*** The input ***
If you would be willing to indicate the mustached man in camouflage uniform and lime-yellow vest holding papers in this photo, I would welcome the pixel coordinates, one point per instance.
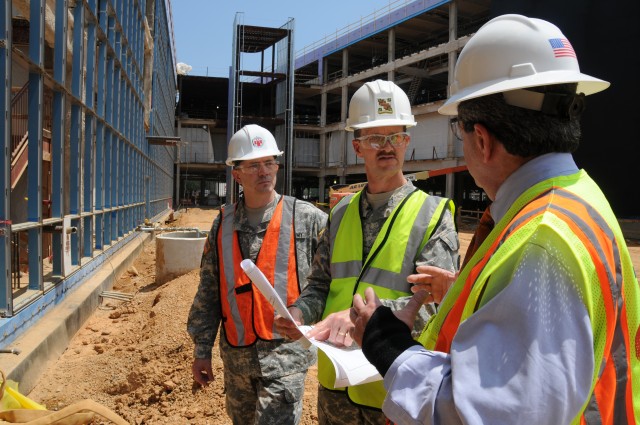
(375, 238)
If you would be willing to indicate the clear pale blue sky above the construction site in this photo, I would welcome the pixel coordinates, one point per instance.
(203, 29)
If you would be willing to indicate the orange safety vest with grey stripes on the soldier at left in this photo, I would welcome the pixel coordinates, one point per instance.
(246, 314)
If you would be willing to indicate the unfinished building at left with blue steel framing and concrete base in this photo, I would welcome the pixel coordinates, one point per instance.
(88, 92)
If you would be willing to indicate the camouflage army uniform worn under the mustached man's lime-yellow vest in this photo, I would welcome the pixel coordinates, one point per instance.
(441, 250)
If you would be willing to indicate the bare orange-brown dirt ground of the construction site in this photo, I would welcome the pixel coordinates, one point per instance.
(134, 356)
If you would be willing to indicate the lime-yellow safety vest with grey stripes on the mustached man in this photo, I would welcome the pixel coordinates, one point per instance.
(391, 259)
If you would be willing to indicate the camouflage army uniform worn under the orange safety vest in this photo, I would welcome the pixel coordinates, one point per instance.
(277, 368)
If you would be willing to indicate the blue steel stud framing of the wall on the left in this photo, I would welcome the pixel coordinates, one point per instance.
(115, 179)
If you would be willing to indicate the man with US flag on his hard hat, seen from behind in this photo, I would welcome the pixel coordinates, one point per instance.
(542, 324)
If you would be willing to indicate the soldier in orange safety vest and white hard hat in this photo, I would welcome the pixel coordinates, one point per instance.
(263, 374)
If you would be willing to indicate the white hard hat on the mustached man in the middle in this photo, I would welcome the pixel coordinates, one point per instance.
(379, 103)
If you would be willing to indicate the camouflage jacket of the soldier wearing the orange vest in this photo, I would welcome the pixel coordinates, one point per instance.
(275, 358)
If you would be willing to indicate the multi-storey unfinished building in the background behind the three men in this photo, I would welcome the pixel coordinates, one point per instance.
(413, 43)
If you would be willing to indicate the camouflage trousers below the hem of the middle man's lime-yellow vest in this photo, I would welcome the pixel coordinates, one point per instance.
(335, 408)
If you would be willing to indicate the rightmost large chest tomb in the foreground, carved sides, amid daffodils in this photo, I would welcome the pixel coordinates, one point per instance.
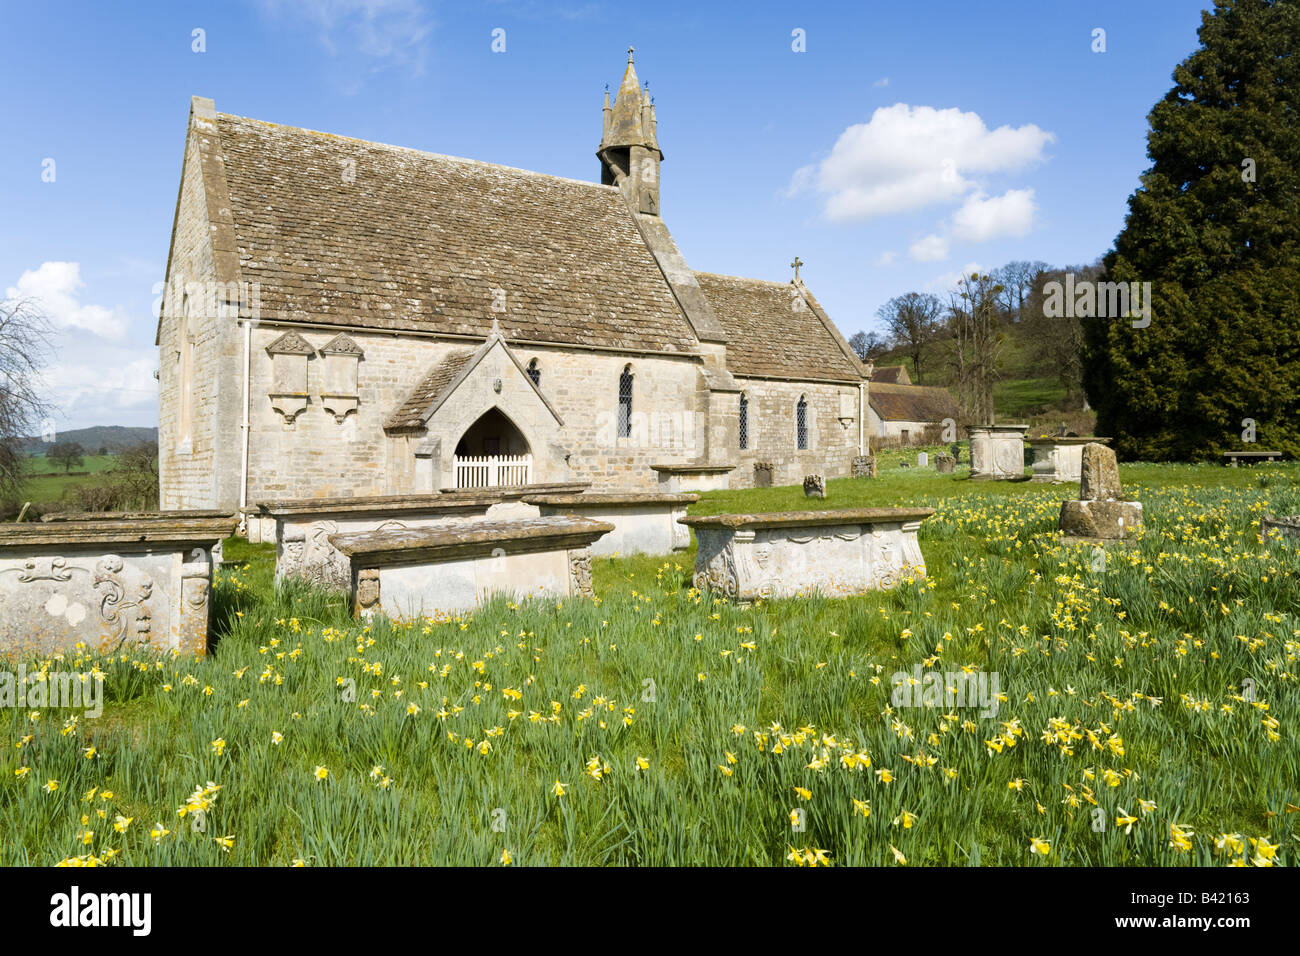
(791, 553)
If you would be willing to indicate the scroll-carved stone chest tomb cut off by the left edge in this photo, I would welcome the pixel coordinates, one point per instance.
(112, 583)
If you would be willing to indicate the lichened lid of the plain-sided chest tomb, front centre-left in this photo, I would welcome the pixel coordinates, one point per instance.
(469, 539)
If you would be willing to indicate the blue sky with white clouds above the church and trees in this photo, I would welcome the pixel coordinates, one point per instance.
(905, 144)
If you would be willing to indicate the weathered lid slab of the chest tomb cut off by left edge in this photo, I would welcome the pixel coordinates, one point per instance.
(153, 530)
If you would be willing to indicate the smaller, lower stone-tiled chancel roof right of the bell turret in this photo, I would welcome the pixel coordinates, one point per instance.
(775, 330)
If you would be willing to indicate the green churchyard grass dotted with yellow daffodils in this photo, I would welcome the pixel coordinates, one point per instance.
(658, 725)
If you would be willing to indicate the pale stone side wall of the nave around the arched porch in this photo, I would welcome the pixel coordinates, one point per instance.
(319, 457)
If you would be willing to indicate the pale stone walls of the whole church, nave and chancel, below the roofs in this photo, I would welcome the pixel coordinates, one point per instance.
(318, 456)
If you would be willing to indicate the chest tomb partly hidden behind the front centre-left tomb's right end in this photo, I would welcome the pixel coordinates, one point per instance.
(644, 522)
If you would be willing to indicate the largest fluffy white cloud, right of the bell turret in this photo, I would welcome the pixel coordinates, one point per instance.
(908, 158)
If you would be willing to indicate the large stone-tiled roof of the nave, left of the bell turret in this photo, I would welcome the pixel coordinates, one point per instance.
(382, 237)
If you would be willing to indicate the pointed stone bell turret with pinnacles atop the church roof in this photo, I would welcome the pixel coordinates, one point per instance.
(630, 145)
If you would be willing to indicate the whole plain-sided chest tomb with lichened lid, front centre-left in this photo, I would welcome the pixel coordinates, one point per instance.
(456, 566)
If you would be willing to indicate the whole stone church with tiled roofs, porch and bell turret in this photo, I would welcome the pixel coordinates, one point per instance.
*** End of The input ***
▶ [Brief]
Apart from the pictures, all of the data must be duplicated exactly as shown above.

▶ [Response for this exercise]
If you would be willing to indicate the mustached man in camouflage uniform and lime-yellow vest holding papers in this photo, I would welcome the pixel coordinates, one point per instance.
(375, 238)
If you would be willing to indicate the clear pale blue sky above the construction site in this photo, I would welcome the pixel coordinates, one point per instance.
(203, 29)
If you would be willing to indicate the orange safety vest with grey stripes on the soldier at left in this photo, I would welcome the pixel coordinates, one point per instance.
(246, 314)
If you would be willing to indicate the unfinished building at left with blue steel framing and concrete base in this photo, I would welcome the pixel coordinates, one point per instance.
(88, 92)
If you would be willing to indicate the camouflage army uniform worn under the mustached man's lime-yellow vest in this photo, I would welcome the pixel coordinates, one point per instance.
(441, 250)
If you would be willing to indicate the bare orange-brown dirt ground of the construction site in this photo, I would welcome the pixel coordinates, one point per instance.
(134, 356)
If you would be willing to indicate the lime-yellow safety vest with grey stripes on the mustached man in this photo, I would welcome the pixel coordinates, one point per instance.
(391, 259)
If you would be willing to indicate the camouflage army uniform worn under the orange safety vest in this photo, I would welcome the pixel coordinates, one point per instance.
(277, 368)
If you would be willing to indicate the blue steel stud framing of the wall on the left in this photo, I would welcome the pixel coordinates, one point per instance.
(115, 179)
If you would be willing to indicate the man with US flag on his hard hat, seen from behind in this photo, I would welcome the pixel coordinates, one point per instance.
(542, 324)
If you would be willing to indicate the soldier in orange safety vest and white hard hat in this photo, I would welcome the pixel coordinates, one point per instance.
(263, 374)
If you would be willing to indicate the white hard hat on the mustached man in the middle in this photo, I would welcome the pixel coordinates, one point per instance.
(379, 103)
If you would be willing to indicate the camouflage jacket of the soldier wearing the orange vest in this photo, I would welcome the pixel coordinates, one point per instance.
(275, 358)
If you would be willing to indicate the multi-storey unfinished building in the background behind the three men in this photo, I would welcome the pixel coordinates, one point per instance.
(413, 43)
If you would be willing to indicate the camouflage trousers below the hem of the middle man's lime-yellow vest in this photo, I would welcome the pixel coordinates, one point per instance.
(335, 408)
If you would be willing to indicate the rightmost large chest tomb in the foreground, carved sides, amid daffodils in this photo, I would welcome the pixel coordinates, one point per instance.
(791, 553)
If you would be willing to indicate the scroll-carved stone chest tomb cut off by the left edge in this photo, I would welcome the pixel coordinates, one point per instance.
(112, 583)
If you would be willing to indicate the lichened lid of the plain-sided chest tomb, front centre-left in this photo, I would welcome the pixel coordinates, one point per instance.
(469, 539)
If you would be willing to indicate the blue sky with white clouds above the church and trees in this photo, I would welcome the pixel coordinates, one point per instance.
(905, 144)
If you would be willing to indicate the weathered lid slab of the chest tomb cut off by left edge in this photo, I would welcome the pixel coordinates, one point per instance.
(153, 530)
If you would be willing to indicate the smaller, lower stone-tiled chancel roof right of the bell turret in this photo, I would welcome the pixel coordinates, one point per instance.
(775, 330)
If you would be willing to indicate the green churchyard grass dotted with yellow daffodils in this photo, I would welcome the pixel coordinates, one point per instance.
(658, 725)
If you would be willing to indicate the pale stone side wall of the nave around the arched porch in this photo, I would welcome the pixel coordinates, one point per instance.
(319, 457)
If you would be willing to indicate the pale stone walls of the whole church, nave and chancel, below the roofs in this photo, I would welcome the pixel coordinates, one point per instance.
(318, 456)
If you would be willing to indicate the chest tomb partly hidden behind the front centre-left tomb's right end in this photo, I would welcome the pixel coordinates, one point per instance.
(644, 522)
If you would be willing to indicate the largest fluffy white cloud, right of the bell turret in this photo, I would welcome the pixel coordinates, one point per instance.
(908, 158)
If you would be willing to indicate the large stone-tiled roof of the nave, left of the bell turret in this photo, I would welcome the pixel coordinates, one point per instance.
(382, 237)
If you would be willing to indicate the pointed stone bell turret with pinnacles atop the church roof in this photo, I would welcome the pixel coordinates, one point per instance.
(630, 145)
If you would be willing to indicate the whole plain-sided chest tomb with lichened lid, front centre-left in this photo, I would welcome the pixel coordinates, one point per instance.
(456, 566)
If you would be willing to indicate the whole stone church with tiled roofs, porch and bell turret in this photo, I would welcome the pixel coordinates, one point per instance.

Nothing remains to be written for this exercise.